> [Aim of the exercise]:
Everything from the line holding "Objective — one point per instance of the dirt" through the last line below must be repeated exactly, and nothing else.

> [Source material]:
::::::::::

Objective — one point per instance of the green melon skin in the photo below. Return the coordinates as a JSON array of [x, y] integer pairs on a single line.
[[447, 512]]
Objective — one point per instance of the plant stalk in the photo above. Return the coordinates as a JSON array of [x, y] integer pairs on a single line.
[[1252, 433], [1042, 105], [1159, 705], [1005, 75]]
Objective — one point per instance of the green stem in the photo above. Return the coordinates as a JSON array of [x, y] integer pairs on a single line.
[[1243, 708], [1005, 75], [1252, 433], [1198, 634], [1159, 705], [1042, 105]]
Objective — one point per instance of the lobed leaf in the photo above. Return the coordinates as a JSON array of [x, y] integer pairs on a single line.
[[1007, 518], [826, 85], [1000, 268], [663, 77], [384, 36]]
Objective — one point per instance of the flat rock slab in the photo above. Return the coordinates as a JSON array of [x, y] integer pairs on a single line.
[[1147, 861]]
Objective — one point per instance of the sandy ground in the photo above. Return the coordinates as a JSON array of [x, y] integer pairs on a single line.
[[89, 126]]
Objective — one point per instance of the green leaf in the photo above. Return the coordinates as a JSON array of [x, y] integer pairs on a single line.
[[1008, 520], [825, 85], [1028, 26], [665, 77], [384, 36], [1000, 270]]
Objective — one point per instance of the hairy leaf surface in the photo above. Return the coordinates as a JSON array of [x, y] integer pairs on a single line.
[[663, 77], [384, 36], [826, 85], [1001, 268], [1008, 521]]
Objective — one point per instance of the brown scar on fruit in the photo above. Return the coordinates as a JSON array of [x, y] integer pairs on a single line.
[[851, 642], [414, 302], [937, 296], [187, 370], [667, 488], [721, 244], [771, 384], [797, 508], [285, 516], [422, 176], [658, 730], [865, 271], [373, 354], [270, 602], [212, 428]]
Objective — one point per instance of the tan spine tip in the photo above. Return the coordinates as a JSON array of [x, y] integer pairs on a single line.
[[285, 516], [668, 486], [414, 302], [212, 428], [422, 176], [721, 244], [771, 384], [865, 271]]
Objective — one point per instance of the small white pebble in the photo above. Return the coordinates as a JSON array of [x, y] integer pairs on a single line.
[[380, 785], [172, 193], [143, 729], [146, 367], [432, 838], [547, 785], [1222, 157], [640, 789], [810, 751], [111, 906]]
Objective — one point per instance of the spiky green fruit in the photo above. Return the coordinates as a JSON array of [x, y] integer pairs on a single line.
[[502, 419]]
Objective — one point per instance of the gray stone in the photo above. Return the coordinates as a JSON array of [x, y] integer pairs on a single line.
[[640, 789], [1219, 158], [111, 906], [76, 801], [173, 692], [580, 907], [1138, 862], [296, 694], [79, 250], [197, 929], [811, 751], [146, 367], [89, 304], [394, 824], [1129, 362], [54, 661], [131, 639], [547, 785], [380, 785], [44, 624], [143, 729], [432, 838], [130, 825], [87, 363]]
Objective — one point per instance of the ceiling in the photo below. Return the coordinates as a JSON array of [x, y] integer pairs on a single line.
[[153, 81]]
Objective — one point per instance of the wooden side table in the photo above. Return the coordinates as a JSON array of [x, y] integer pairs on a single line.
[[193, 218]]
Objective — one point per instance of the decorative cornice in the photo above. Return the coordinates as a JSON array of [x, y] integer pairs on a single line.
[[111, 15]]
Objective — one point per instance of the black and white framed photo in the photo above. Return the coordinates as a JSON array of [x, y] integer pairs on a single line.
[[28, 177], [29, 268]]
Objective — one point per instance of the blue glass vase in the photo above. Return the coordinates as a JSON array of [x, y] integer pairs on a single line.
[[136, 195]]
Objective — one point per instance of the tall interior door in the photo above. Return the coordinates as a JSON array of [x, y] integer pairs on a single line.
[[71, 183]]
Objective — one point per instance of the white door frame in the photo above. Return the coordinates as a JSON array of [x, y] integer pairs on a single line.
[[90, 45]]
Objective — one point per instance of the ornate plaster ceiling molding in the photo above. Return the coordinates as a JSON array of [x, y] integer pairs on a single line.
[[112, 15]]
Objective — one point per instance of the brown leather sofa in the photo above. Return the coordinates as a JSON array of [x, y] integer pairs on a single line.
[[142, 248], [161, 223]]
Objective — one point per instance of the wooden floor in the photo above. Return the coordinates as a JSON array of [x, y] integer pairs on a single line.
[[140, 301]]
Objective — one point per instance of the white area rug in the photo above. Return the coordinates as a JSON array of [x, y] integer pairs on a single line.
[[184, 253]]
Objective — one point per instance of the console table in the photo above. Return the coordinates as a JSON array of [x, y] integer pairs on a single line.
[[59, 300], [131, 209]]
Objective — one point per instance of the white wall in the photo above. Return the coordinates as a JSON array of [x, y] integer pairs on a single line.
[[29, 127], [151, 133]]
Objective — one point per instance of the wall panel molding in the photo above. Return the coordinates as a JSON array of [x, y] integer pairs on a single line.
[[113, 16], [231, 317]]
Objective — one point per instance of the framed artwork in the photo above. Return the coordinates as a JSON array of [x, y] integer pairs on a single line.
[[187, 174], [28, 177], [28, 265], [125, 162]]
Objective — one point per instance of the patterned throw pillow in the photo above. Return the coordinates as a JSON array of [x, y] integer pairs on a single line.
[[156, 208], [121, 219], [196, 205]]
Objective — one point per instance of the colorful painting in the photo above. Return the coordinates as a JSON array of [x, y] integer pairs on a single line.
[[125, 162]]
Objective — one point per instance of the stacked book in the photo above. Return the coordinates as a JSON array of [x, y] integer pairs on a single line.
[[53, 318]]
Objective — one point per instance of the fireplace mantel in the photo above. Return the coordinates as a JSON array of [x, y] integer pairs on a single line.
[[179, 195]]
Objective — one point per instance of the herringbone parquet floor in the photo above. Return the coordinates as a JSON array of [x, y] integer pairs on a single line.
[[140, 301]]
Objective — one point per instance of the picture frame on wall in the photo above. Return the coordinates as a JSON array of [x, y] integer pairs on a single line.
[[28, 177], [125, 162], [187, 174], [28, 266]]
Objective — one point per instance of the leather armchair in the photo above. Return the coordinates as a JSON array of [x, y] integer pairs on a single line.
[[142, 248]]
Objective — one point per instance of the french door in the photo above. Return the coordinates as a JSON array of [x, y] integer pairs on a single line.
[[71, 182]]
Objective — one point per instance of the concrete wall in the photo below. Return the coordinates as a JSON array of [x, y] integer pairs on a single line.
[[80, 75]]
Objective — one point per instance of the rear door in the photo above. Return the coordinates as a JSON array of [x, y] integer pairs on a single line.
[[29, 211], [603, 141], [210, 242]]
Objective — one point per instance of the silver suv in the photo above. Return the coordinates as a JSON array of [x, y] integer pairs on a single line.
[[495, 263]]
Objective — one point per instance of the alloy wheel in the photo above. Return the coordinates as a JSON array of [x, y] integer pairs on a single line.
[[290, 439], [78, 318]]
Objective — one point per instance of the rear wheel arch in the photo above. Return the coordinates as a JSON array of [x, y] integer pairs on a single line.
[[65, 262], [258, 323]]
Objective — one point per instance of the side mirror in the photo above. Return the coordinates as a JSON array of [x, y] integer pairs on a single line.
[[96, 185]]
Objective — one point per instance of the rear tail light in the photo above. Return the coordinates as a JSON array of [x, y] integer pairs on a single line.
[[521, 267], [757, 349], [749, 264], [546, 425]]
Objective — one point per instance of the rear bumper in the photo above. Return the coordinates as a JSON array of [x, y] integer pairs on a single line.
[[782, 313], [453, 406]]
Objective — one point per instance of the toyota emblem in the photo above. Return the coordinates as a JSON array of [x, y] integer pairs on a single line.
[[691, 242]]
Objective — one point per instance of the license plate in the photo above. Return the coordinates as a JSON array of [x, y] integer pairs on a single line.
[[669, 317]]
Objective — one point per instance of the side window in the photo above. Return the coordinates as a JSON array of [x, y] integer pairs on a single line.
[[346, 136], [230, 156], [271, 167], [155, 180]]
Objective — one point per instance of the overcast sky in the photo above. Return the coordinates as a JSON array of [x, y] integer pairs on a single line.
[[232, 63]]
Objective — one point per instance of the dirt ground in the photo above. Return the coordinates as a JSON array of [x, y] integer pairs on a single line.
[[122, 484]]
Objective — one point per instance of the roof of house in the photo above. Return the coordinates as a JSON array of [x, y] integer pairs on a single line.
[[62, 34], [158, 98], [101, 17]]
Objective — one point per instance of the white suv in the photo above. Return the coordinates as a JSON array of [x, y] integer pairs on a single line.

::::::::::

> [Written solution]:
Objective — one point per instance of the dirt ground in the photo above. Return the coordinates as a JSON array of [x, y] integer pairs on a single line.
[[122, 484]]
Objective — one point per instance of the roof of house in the photo above. Return the coordinates as a JSON array of [x, y] integer pairs on a single line.
[[62, 34], [158, 98], [101, 17]]
Objective — one point per instance of the white suv in the photo above. Return the coordinates as a JSON array of [x, y] integer pairs on a single line.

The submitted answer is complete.